- [WHAT YOU WILL DO]: Copy the data that follows, character for character, minus the pictures.

- [EXTRACTED INFORMATION]:

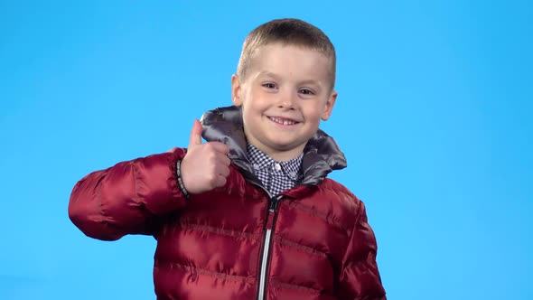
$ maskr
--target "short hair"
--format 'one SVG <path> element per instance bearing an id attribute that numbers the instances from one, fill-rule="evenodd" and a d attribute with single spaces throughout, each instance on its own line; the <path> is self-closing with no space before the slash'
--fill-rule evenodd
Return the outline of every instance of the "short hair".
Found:
<path id="1" fill-rule="evenodd" d="M 337 60 L 333 44 L 322 30 L 298 19 L 273 20 L 250 32 L 242 45 L 237 75 L 244 80 L 256 51 L 262 46 L 273 43 L 317 51 L 330 59 L 332 61 L 330 78 L 332 89 L 333 89 Z"/>

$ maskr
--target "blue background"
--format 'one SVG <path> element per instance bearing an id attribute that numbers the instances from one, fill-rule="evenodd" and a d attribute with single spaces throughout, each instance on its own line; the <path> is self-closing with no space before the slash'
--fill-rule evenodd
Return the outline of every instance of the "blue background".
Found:
<path id="1" fill-rule="evenodd" d="M 322 28 L 323 128 L 368 207 L 389 299 L 533 299 L 529 1 L 0 1 L 0 298 L 154 299 L 155 241 L 68 219 L 91 171 L 186 146 L 230 105 L 249 31 Z"/>

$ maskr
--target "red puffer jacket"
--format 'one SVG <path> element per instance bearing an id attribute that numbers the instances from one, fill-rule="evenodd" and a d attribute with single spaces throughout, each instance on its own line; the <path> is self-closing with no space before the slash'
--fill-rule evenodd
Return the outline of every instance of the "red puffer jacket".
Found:
<path id="1" fill-rule="evenodd" d="M 178 149 L 89 174 L 74 187 L 70 220 L 95 239 L 155 237 L 158 299 L 386 299 L 364 205 L 325 178 L 345 166 L 334 141 L 319 130 L 302 184 L 273 197 L 253 175 L 240 120 L 235 108 L 202 117 L 204 138 L 230 148 L 224 187 L 186 200 Z"/>

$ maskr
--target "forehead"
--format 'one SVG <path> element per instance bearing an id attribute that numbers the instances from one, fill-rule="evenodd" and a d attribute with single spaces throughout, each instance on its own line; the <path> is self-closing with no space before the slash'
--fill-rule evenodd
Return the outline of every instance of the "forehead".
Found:
<path id="1" fill-rule="evenodd" d="M 332 61 L 317 50 L 279 43 L 256 49 L 249 72 L 328 79 L 332 71 Z"/>

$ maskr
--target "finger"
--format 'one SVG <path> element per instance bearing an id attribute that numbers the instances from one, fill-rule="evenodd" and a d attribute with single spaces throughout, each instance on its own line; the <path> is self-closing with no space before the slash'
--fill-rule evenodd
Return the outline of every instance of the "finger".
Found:
<path id="1" fill-rule="evenodd" d="M 226 178 L 226 177 L 228 177 L 228 175 L 229 175 L 229 168 L 227 166 L 219 165 L 216 168 L 215 172 L 219 176 L 222 176 L 224 178 Z"/>
<path id="2" fill-rule="evenodd" d="M 217 162 L 225 167 L 228 167 L 229 164 L 231 164 L 231 160 L 226 155 L 220 155 L 217 156 Z"/>
<path id="3" fill-rule="evenodd" d="M 215 187 L 221 187 L 226 185 L 226 177 L 219 175 L 217 176 L 217 182 L 215 183 Z"/>
<path id="4" fill-rule="evenodd" d="M 189 140 L 189 148 L 192 148 L 195 145 L 201 145 L 201 124 L 199 120 L 194 120 L 192 129 L 191 130 L 191 139 Z"/>
<path id="5" fill-rule="evenodd" d="M 207 144 L 209 144 L 210 146 L 212 146 L 213 149 L 220 154 L 227 155 L 229 153 L 229 147 L 228 145 L 226 145 L 226 144 L 224 144 L 224 143 L 209 142 Z"/>

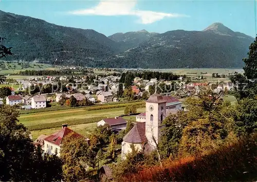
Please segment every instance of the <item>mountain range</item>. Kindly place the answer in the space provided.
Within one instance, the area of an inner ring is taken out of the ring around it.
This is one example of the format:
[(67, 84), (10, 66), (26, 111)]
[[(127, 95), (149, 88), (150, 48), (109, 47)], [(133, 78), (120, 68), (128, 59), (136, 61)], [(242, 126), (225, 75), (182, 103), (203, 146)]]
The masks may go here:
[(107, 37), (2, 11), (0, 35), (13, 47), (8, 60), (117, 68), (242, 67), (254, 41), (220, 23), (203, 31), (142, 30)]

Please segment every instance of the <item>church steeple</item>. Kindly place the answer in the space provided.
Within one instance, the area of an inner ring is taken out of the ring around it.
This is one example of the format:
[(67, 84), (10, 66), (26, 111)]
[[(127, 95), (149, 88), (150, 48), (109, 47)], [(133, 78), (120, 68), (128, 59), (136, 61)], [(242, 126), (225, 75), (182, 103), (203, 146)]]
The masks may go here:
[(158, 143), (161, 122), (166, 117), (166, 101), (156, 93), (157, 89), (145, 103), (145, 136), (148, 143), (154, 147), (156, 145), (153, 138)]

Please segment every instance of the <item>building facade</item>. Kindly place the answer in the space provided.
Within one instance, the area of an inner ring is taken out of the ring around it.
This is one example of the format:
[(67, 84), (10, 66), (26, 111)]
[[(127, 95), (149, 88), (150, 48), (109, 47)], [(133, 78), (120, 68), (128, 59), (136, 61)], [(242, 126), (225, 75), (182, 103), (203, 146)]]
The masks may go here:
[(31, 98), (31, 108), (40, 108), (46, 107), (46, 98), (42, 95), (34, 96)]
[(9, 96), (6, 98), (6, 104), (14, 105), (22, 102), (22, 98), (19, 96)]

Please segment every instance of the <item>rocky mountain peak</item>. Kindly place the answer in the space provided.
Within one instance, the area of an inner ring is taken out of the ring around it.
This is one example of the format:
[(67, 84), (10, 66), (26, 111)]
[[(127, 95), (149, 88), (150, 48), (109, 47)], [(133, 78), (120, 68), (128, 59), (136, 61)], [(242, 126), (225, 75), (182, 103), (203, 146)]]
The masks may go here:
[(234, 34), (234, 32), (231, 29), (219, 22), (211, 24), (203, 31), (212, 32), (221, 35), (233, 35)]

- [FINISHED EXERCISE]:
$ maskr
--target "short hair"
--format 'one SVG <path> element per instance bearing an id attribute that numbers the instances from one, fill-rule="evenodd" and a d attribute with single spaces throughout, each instance on its own line; the <path> is self-closing with no space before the slash'
--fill-rule evenodd
Return the outline of every instance of the "short hair".
Found:
<path id="1" fill-rule="evenodd" d="M 337 60 L 333 44 L 322 30 L 298 19 L 273 20 L 250 32 L 242 45 L 237 75 L 244 80 L 256 51 L 262 46 L 273 43 L 317 51 L 330 59 L 332 61 L 330 78 L 332 89 L 333 89 Z"/>

$ maskr
--target "blue background"
--format 'one SVG <path> element per instance bearing an id attribute that numbers the instances from one, fill-rule="evenodd" and a d attribute with single spaces throughout, each instance on its own line; the <path> is self-closing with no space before the slash'
--fill-rule evenodd
Return the outline of every instance of the "blue background".
Found:
<path id="1" fill-rule="evenodd" d="M 322 28 L 323 128 L 368 207 L 389 299 L 533 299 L 529 1 L 0 1 L 0 298 L 154 299 L 155 241 L 68 219 L 91 171 L 186 146 L 230 105 L 249 31 Z"/>

$ maskr
--target "red puffer jacket"
--format 'one SVG <path> element per instance bearing an id attribute that numbers the instances from one, fill-rule="evenodd" and a d attribute with single spaces throughout, each instance on its own line; the <path> is self-closing with no space before the slash'
--fill-rule evenodd
Return the outline of every instance of the "red puffer jacket".
Found:
<path id="1" fill-rule="evenodd" d="M 178 149 L 89 174 L 74 187 L 70 220 L 95 239 L 155 237 L 158 299 L 386 299 L 364 205 L 325 178 L 345 166 L 334 141 L 319 130 L 302 184 L 273 197 L 253 175 L 240 120 L 235 108 L 202 117 L 204 138 L 230 148 L 224 187 L 186 200 Z"/>

$ maskr
--target "forehead"
--format 'one SVG <path> element per instance bearing an id attribute that numbers the instances from one, fill-rule="evenodd" and a d attribute with single spaces throughout, each instance on its own line; the <path> is self-closing with no space before the slash'
--fill-rule evenodd
Return the outline of every instance of the "forehead".
Found:
<path id="1" fill-rule="evenodd" d="M 332 61 L 317 50 L 279 43 L 256 49 L 249 72 L 328 79 L 332 71 Z"/>

$ maskr
--target "finger"
--format 'one SVG <path> element per instance bearing an id attribute that numbers the instances from one, fill-rule="evenodd" and a d attribute with single spaces throughout, each instance on its own line; the <path> is self-closing with no space before the slash'
--fill-rule evenodd
Return the outline of every instance of the "finger".
Found:
<path id="1" fill-rule="evenodd" d="M 226 178 L 226 177 L 228 177 L 228 175 L 229 175 L 229 168 L 227 166 L 219 165 L 216 168 L 215 172 L 219 176 L 222 176 L 224 178 Z"/>
<path id="2" fill-rule="evenodd" d="M 217 162 L 225 167 L 228 167 L 229 164 L 231 164 L 231 160 L 226 155 L 220 155 L 217 156 Z"/>
<path id="3" fill-rule="evenodd" d="M 215 187 L 221 187 L 226 185 L 226 177 L 219 175 L 217 176 L 217 182 L 215 183 Z"/>
<path id="4" fill-rule="evenodd" d="M 189 140 L 189 148 L 192 148 L 195 145 L 201 145 L 201 124 L 199 120 L 194 120 L 192 129 L 191 130 L 191 139 Z"/>
<path id="5" fill-rule="evenodd" d="M 207 144 L 209 144 L 210 146 L 212 146 L 213 149 L 220 154 L 227 155 L 229 153 L 229 147 L 228 145 L 226 145 L 226 144 L 224 144 L 224 143 L 209 142 Z"/>

Please segment every instance of the <item>mountain range</item>. Kindly place the answer in the space provided.
Within one instance, the area of an inner ring is taken out of the ring around it.
This is one example of the format:
[(67, 84), (10, 66), (26, 111)]
[[(127, 95), (149, 88), (150, 48), (109, 47)], [(133, 78), (120, 68), (128, 59), (136, 61)], [(242, 126), (225, 75), (182, 103), (203, 146)]]
The masks may go here:
[(107, 37), (2, 11), (0, 35), (13, 47), (8, 60), (117, 68), (242, 67), (254, 41), (220, 23), (203, 31), (142, 30)]

Please segment every instance of the <item>church steeple</item>. Kindly place the answer in the space provided.
Within one instance, the area of an inner ring is taken out of the ring around it.
This is one example of the format:
[(67, 84), (10, 66), (26, 111)]
[[(127, 95), (149, 88), (150, 48), (109, 47)], [(133, 78), (120, 68), (128, 59), (136, 61)], [(242, 126), (225, 75), (182, 103), (203, 146)]]
The masks may go here:
[(158, 143), (161, 122), (166, 117), (166, 101), (156, 93), (157, 89), (145, 103), (145, 136), (148, 143), (154, 147), (156, 145), (153, 138)]

Please segment every instance of the <item>building facade</item>. Kindly place the answer in the space provided.
Within one instance, the area of an inner ring is taken out of the ring around it.
This is one example of the format:
[(67, 84), (10, 66), (26, 111)]
[[(127, 95), (149, 88), (150, 48), (109, 47)], [(133, 78), (120, 68), (128, 59), (136, 61)], [(242, 126), (225, 75), (182, 103), (203, 146)]]
The masks may go here:
[(31, 98), (31, 108), (40, 108), (46, 107), (46, 98), (42, 95), (34, 96)]
[(9, 96), (6, 98), (6, 104), (14, 105), (22, 102), (22, 98), (19, 96)]

Please segment every instance of the <item>rocky mountain peak</item>. Kindly place the answer in the space provided.
Within one instance, the area of an inner ring is taken out of the ring around it.
This is one example of the format:
[(67, 84), (10, 66), (26, 111)]
[[(127, 95), (149, 88), (150, 48), (109, 47)], [(133, 78), (120, 68), (128, 59), (136, 61)], [(242, 126), (225, 75), (182, 103), (203, 146)]]
The masks may go here:
[(234, 34), (234, 32), (231, 29), (219, 22), (211, 24), (203, 31), (212, 32), (221, 35), (233, 35)]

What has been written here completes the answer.